Back in the '60s, when I first started studying physics as a high school student, the complexity was to put a man on the moon.
Later, I worked with some of the people that worked on that project. And believe me, the complexity they dealt with, the competence that they displayed, matches anything that we have today. But it was a very different set of tools, very different context they had to work with. But as always, people work at the limits of the human mind's ability or groups of human minds.
What's changed is that the tools we have to think with are evolving, and we have to keep our practices to get the best results we can from the tools we currently have to think with. Today, as Mary mentioned, that tends to be cloud, artificial intelligence, perhaps.
Although I'll have more faith in artificial intelligence when I start seeing more of the real intelligence displayed. But we're still at the limits of what groups of people can accomplish with their human minds. And I don't think that's going to change.
Rodrigo Arquino: What do you think about the role of a flow manager? Does it make sense?
Mary Poppendieck: I have a different proposal than a flow manager. I believe that in most endeavors, what you want to do is run constant experiments to move things forward. I'm going to give you an example. The flow manager, in this case, is not a person, It's a set of integrating events. So, Let's look at SpaceX, alright! When SpaceX started, they decided to have space travel way less expensive. Therefore, they had to quit throwing everything away in every launch. They had to take their launch vehicles, bring them back down, land them, use them again, or never meet their costs.
Nobody had any idea how to land those rockets or what they should look like. They spent probably two years, in every maybe three or four months, doing a test launch, and you can see a video online. Have you ever seen it? All of those test launches? And they crashed! And then another one, and then it crashes. For many launches, they were not successful. But every three or four months, there was a launch.
There were lots of teams working on that launch. They all knew the date and the objective. If it crashed, and the piece that you are responsible for had anything to do with that crash, you'd have 24 hours before calling Ellon Musk and say: "This is what happened, and this is how come it's never going to happen again". And it was those constant test launches that made them find the problems way faster than if they tried to think them all through or draw them out on paper. They test-launched, and they test-launched. And they got better and better and better.
So when you have a very large, complicated thing in a very sophisticated technology, maybe the best way to do it is to do it. This is really a standard engineering approach. You do it through three or four months interval integrating events, even if it's a five-year program. You know what you're going to do three months from now, and you test it. And those tests become your flow management. "This is what we're doing in January; this is our objective in June; this is what we could believe we can do in September. And then we'll figure out from there where to go based on how far we've come."
Management there is the integrating event that makes things synchronize. Now, if you have an Orchestra, and you want 50 people to play instruments together, you need a maestro. The Maestro is not an intermediary person but the one who keeps everybody together. If that's what the flow manager does, we know we need a maestro. And if the flow manager works like a maestro, this is okay.
But if the flow manager tells: "this is what you're supposed to be doing and tries to organize between everybody, that's not okay". So, when you have many people, you need a coordinating mechanism, but not an intermediary. The intermediary should be the actual experiment that people do, not the person.

§ To do
a – Write out the interview passage from "Management there is" to "this is okay.".
b – According to the interview, why did SpaceX need to land its launch vehicles and use them again?
The items come from a source separate from the interview.

§ Extracted data
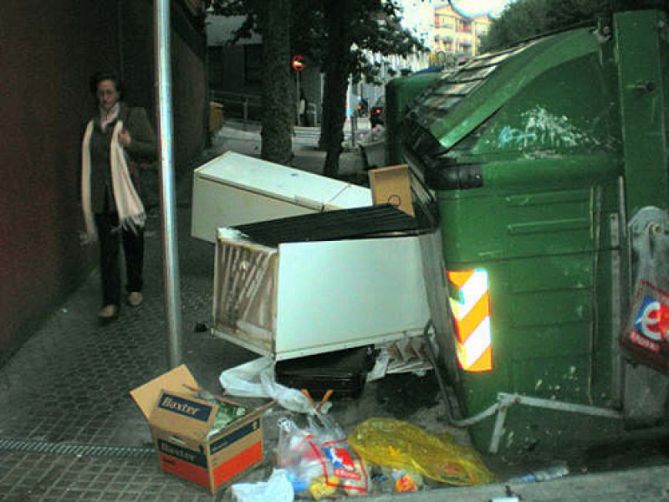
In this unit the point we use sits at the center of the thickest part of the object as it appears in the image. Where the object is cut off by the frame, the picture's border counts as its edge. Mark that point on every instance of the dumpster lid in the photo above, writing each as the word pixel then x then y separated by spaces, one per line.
pixel 462 99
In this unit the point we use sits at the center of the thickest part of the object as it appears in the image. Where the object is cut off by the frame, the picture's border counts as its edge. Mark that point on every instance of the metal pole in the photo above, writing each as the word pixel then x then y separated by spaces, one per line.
pixel 297 103
pixel 167 197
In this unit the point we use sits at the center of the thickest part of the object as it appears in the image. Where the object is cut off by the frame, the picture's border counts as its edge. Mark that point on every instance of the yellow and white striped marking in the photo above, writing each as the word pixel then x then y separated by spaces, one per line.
pixel 471 312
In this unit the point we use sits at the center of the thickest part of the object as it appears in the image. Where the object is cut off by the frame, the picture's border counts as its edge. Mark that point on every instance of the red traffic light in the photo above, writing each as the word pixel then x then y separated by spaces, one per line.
pixel 297 63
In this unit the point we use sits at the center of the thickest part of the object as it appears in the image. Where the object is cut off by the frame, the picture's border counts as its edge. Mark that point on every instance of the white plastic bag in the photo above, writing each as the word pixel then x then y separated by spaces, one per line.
pixel 256 379
pixel 277 488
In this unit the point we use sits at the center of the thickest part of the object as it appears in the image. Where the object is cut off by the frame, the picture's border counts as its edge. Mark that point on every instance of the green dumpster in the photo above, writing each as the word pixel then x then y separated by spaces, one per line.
pixel 400 92
pixel 539 156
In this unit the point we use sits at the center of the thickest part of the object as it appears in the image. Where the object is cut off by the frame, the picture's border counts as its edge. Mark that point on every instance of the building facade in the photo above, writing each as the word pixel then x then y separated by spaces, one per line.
pixel 457 36
pixel 48 55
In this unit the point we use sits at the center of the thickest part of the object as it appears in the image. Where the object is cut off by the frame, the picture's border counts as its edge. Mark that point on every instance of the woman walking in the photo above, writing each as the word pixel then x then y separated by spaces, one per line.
pixel 115 139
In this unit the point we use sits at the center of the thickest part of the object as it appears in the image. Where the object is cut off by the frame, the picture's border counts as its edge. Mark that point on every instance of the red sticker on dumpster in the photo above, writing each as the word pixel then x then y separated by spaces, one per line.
pixel 646 335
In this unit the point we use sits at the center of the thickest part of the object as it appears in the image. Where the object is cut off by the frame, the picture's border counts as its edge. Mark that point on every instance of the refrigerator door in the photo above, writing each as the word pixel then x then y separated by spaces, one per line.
pixel 235 189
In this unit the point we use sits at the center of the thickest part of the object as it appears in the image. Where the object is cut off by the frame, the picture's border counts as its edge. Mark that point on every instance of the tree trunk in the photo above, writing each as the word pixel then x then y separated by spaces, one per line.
pixel 337 69
pixel 277 98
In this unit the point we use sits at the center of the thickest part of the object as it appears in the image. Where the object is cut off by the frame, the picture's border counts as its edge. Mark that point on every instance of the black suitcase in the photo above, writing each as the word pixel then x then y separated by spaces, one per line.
pixel 343 371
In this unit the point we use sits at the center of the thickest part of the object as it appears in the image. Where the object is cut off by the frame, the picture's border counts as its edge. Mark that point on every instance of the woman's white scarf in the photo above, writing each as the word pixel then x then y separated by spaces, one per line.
pixel 129 206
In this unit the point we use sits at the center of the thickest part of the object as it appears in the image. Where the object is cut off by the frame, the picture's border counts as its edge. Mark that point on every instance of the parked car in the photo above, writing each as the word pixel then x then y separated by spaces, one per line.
pixel 376 114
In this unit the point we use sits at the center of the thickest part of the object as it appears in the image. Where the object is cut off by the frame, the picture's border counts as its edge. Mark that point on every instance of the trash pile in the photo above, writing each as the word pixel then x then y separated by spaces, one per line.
pixel 317 459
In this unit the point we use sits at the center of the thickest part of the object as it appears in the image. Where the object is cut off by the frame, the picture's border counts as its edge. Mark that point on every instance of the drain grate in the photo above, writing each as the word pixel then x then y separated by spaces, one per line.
pixel 79 450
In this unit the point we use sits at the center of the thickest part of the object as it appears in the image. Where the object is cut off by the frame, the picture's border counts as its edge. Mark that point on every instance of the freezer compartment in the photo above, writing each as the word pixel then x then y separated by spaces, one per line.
pixel 306 297
pixel 235 189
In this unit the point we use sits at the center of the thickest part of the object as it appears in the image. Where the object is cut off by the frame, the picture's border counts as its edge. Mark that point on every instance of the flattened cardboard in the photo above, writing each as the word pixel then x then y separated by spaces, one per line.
pixel 146 396
pixel 392 185
pixel 184 414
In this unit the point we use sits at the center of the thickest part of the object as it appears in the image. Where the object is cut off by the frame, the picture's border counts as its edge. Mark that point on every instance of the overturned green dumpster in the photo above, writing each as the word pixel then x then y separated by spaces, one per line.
pixel 544 157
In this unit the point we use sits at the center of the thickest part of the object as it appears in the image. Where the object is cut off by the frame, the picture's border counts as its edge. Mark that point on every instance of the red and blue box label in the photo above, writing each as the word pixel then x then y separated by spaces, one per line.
pixel 647 332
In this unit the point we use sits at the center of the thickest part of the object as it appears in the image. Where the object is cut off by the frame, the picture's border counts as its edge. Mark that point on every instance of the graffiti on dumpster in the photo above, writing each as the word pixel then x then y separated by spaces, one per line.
pixel 541 128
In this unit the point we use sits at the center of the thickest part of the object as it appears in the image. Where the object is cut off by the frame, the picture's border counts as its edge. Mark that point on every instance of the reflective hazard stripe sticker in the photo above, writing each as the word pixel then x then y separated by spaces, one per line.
pixel 471 316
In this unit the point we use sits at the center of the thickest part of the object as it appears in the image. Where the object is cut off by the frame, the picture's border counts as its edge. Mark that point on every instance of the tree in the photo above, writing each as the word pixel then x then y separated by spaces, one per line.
pixel 339 41
pixel 524 19
pixel 335 35
pixel 272 20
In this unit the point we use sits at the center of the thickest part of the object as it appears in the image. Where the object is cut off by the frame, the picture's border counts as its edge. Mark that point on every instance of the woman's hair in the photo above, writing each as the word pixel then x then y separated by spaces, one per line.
pixel 98 77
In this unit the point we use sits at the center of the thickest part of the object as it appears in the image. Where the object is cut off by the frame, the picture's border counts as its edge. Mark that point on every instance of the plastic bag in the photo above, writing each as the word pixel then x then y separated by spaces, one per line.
pixel 400 445
pixel 320 461
pixel 277 488
pixel 256 379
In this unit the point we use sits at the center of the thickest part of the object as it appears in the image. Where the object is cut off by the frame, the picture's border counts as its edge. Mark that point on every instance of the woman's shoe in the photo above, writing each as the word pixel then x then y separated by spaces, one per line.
pixel 108 313
pixel 135 299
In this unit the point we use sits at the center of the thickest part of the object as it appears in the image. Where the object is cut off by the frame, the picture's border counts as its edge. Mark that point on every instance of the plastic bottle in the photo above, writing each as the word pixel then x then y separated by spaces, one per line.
pixel 553 472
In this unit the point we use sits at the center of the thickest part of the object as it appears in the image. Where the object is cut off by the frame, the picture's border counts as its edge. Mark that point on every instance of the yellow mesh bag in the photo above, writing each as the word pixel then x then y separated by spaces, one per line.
pixel 400 445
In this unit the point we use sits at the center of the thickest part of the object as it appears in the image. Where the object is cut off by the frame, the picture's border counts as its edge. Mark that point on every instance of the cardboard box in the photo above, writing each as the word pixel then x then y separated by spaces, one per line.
pixel 180 423
pixel 392 185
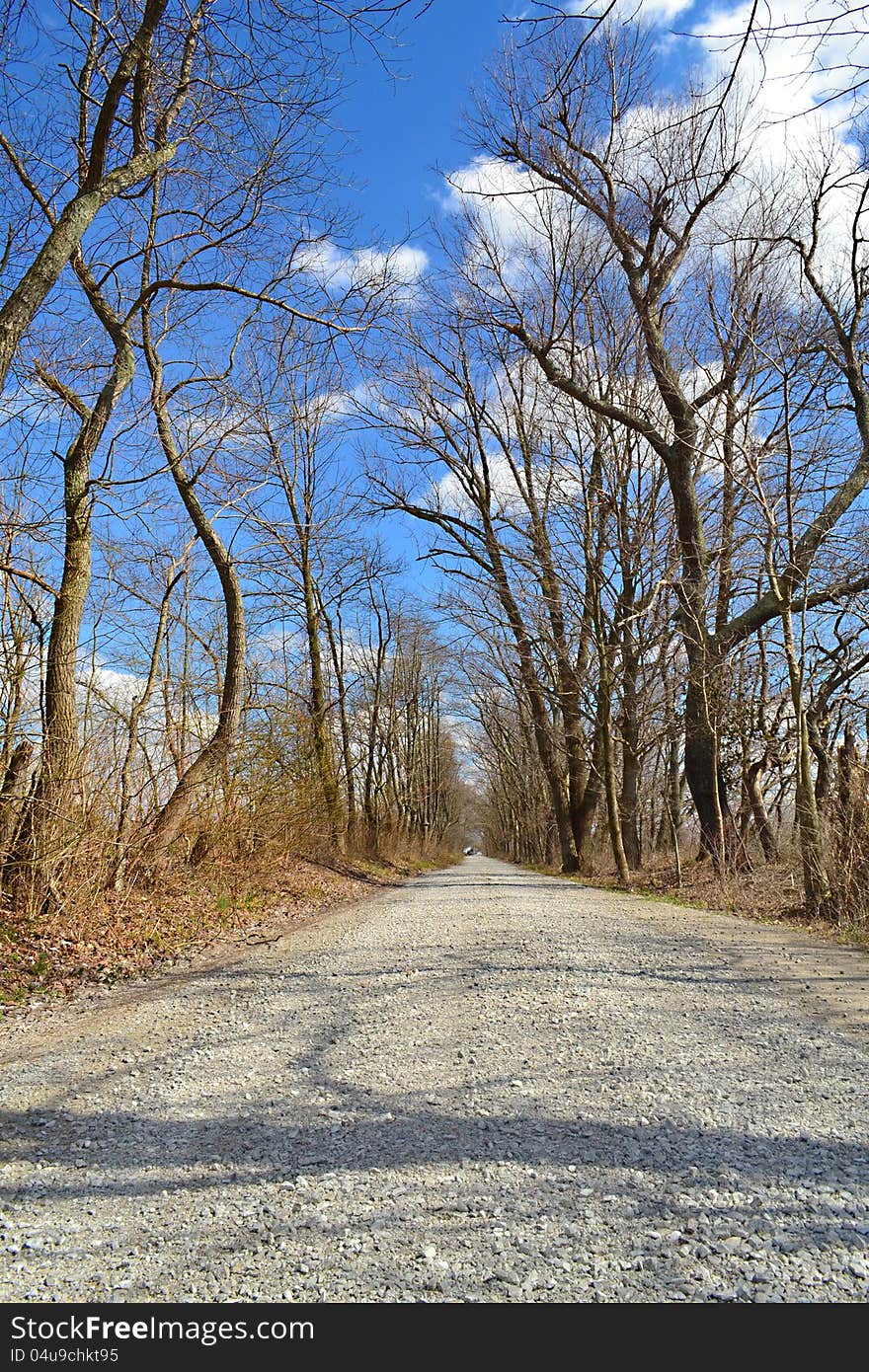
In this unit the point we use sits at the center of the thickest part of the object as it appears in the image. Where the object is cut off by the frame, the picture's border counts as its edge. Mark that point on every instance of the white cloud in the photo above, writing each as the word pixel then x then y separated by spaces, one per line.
pixel 342 269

§ Final answers
a –
Management there is the integrating event that makes things synchronize. Now, if you have an Orchestra, and you want 50 people to play instruments together, you need a maestro. The Maestro is not an intermediary person but the one who keeps everybody together. If that's what the flow manager does, we know we need a maestro. And if the flow manager works like a maestro, this is okay.

b – SpaceX aimed to make space travel much less expensive, so it could no longer throw everything away on every launch. Without bringing the vehicles back down, landing them and reusing them, it would never meet its costs.